- Exercise prompt: Reproduce word for word the part of the items that opens with the line containing "Where can the gravel" and continues through the end of the items.

- Dataset rows:
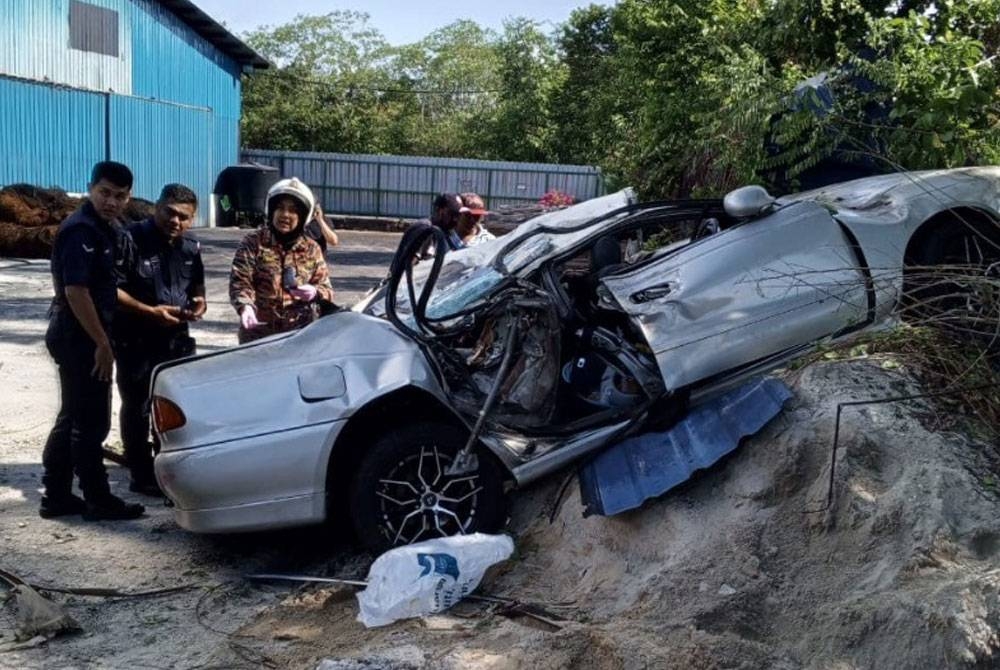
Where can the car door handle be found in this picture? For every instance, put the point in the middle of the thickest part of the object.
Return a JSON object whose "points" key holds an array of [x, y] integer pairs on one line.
{"points": [[651, 293]]}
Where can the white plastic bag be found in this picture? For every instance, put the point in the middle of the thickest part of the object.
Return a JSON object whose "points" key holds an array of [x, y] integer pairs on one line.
{"points": [[428, 577]]}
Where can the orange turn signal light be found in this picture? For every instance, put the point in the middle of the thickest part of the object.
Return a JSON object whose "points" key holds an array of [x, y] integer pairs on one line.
{"points": [[166, 415]]}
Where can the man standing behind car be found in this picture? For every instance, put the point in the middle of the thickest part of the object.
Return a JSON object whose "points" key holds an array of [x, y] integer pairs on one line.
{"points": [[84, 258], [161, 289]]}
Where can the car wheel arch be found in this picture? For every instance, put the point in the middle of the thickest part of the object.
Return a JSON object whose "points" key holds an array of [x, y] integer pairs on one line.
{"points": [[397, 408], [915, 253]]}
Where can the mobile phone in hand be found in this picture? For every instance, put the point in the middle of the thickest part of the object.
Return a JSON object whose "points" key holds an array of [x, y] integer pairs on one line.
{"points": [[288, 280]]}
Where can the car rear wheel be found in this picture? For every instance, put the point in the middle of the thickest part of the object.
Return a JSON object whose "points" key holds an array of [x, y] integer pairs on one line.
{"points": [[955, 285], [402, 492]]}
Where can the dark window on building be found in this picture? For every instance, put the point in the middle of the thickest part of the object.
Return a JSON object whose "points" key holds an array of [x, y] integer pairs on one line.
{"points": [[93, 28]]}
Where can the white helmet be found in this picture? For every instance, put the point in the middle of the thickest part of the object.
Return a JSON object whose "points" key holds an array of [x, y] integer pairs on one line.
{"points": [[296, 189]]}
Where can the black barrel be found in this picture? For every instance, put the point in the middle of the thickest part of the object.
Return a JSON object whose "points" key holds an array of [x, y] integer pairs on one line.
{"points": [[243, 188]]}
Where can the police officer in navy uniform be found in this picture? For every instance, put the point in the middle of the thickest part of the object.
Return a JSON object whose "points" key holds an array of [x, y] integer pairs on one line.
{"points": [[84, 256], [162, 288]]}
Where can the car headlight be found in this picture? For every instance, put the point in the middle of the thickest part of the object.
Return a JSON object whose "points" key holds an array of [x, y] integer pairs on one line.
{"points": [[166, 415]]}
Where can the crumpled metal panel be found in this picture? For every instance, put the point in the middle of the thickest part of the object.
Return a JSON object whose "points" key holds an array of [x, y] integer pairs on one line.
{"points": [[646, 466], [745, 294]]}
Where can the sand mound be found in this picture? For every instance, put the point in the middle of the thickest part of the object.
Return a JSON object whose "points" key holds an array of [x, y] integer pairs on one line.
{"points": [[742, 568]]}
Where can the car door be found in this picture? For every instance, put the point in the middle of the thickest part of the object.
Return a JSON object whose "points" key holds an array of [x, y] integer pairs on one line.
{"points": [[745, 294]]}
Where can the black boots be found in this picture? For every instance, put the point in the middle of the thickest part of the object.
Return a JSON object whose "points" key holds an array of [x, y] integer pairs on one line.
{"points": [[64, 505]]}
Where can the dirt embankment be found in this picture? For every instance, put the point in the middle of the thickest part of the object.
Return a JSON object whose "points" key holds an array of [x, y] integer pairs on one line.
{"points": [[742, 568]]}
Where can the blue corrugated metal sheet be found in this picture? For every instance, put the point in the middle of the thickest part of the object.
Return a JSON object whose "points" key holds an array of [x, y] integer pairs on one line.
{"points": [[49, 136], [404, 185], [173, 145], [643, 467], [52, 136], [34, 44]]}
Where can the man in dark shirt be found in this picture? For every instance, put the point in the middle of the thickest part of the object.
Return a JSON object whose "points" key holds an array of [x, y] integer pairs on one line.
{"points": [[161, 289], [84, 258], [445, 212]]}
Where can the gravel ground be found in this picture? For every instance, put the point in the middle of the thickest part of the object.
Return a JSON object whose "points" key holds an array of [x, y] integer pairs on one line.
{"points": [[187, 629]]}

- Correct output:
Where can the gravel ground be found in this picture? For every instance, put the point in the middle of the thickest part of the object.
Return a JSON object whose "points" key holds an array of [x, y] integer pairs on one line.
{"points": [[187, 629]]}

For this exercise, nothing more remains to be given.